> _READING PASSAGE_
The equations of motion will be derived by determining the Lagrangian
\(L=T-V\) with the two generalized coordinates \(\varphi_1\) and
\(\varphi_2\) where \(T\) represents the total kinetic energy
while \(V\) is the potential energy of the system. This potential
energy is just
(1)\[V=-g\left((m_1+m_2)l_1\cos(\varphi_1)+m_2l_2\cos(\varphi_2)\right)\label{equ_dp_potential_energy}\]
with \(m_1\) and \(m_2\) representing the masses of the two bobs
mounted on the tips of the two pendulum rods (which are assumed as being
weightless). As always, \(g\) represents the gravitational
acceleration.
To derive the total kinetic energy the positions of the pendulum arm
tips \((x_1,y_1)\) and \((x_2,y_2)\) are required:
\[\begin{split}\begin{aligned}
x_1&=l_1\sin(\varphi_1)\\
y_1&=l_1\cos(\varphi_1)\\
x_2&=l_1\sin(\varphi_1)+l_2\sin(\varphi_2)\\
y_2&=l_1\cos(\varphi_1)+l_2\cos(\varphi_2)

> _ACTIVITY LIST_
**a.** Can you rewrite the paragraph of the double pendulum passage that begins "The equations of motion will be derived" as a short list of its main facts?
**b.** Could you reproduce every one of the rows that follow, character for character?

> _DATA FOR THE TASK_
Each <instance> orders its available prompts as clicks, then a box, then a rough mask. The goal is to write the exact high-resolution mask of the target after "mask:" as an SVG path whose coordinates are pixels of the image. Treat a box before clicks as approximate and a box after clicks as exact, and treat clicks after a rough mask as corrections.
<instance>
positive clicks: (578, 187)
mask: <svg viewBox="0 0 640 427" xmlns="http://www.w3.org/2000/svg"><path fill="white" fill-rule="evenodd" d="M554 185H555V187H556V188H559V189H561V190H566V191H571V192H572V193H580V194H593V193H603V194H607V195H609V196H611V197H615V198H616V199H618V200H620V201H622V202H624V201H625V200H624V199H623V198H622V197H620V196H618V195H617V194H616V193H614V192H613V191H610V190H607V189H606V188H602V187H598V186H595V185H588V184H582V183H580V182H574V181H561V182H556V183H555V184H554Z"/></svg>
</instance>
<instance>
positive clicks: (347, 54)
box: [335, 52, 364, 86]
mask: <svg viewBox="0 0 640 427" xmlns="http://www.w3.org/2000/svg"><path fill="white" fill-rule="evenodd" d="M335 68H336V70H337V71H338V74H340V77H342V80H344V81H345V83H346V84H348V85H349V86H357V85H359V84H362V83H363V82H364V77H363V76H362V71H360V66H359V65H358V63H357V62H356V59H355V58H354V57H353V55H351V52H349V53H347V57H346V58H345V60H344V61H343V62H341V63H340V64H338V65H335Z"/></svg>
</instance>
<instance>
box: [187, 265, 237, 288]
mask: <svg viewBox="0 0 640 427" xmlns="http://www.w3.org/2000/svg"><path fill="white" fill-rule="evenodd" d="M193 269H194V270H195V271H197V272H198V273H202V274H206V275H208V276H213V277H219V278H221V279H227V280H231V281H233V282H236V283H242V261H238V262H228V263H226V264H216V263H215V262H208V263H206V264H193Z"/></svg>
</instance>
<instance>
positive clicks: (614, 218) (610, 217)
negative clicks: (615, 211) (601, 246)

> _EXPECTED RESULTS_
**a.**
- The equations of motion come from the Lagrangian L = T − V, with the generalized coordinates φ1 and φ2.
- T is the total kinetic energy and V is the potential energy of the system.
- The potential energy is V = −g((m1 + m2)l1 cos(φ1) + m2 l2 cos(φ2)).
- m1 and m2 are the masses of the two bobs on the tips of the two pendulum rods, which are assumed to be weightless.
- g is the gravitational acceleration.

**b.**
Each <instance> orders its available prompts as clicks, then a box, then a rough mask. The goal is to write the exact high-resolution mask of the target after "mask:" as an SVG path whose coordinates are pixels of the image. Treat a box before clicks as approximate and a box after clicks as exact, and treat clicks after a rough mask as corrections.
<instance>
positive clicks: (578, 187)
mask: <svg viewBox="0 0 640 427" xmlns="http://www.w3.org/2000/svg"><path fill="white" fill-rule="evenodd" d="M554 185H555V187H556V188H559V189H561V190H566V191H571V192H572V193H580V194H593V193H603V194H607V195H609V196H611V197H615V198H616V199H618V200H620V201H622V202H624V201H625V200H624V199H623V198H622V197H620V196H618V195H617V194H616V193H614V192H613V191H610V190H607V189H606V188H602V187H598V186H595V185H588V184H582V183H580V182H574V181H561V182H556V183H555V184H554Z"/></svg>
</instance>
<instance>
positive clicks: (347, 54)
box: [335, 52, 364, 86]
mask: <svg viewBox="0 0 640 427" xmlns="http://www.w3.org/2000/svg"><path fill="white" fill-rule="evenodd" d="M335 68H336V70H337V71H338V74H340V77H342V80H344V81H345V83H346V84H348V85H349V86H357V85H359V84H362V83H363V82H364V77H363V76H362V71H360V66H359V65H358V63H357V62H356V59H355V58H354V57H353V55H351V52H349V53H347V57H346V58H345V60H344V61H343V62H341V63H340V64H338V65H335Z"/></svg>
</instance>
<instance>
box: [187, 265, 237, 288]
mask: <svg viewBox="0 0 640 427" xmlns="http://www.w3.org/2000/svg"><path fill="white" fill-rule="evenodd" d="M193 269H194V270H195V271H197V272H198V273H202V274H206V275H208V276H213V277H219V278H221V279H227V280H231V281H233V282H236V283H242V261H238V262H228V263H226V264H216V263H215V262H208V263H206V264H193Z"/></svg>
</instance>
<instance>
positive clicks: (614, 218) (610, 217)
negative clicks: (615, 211) (601, 246)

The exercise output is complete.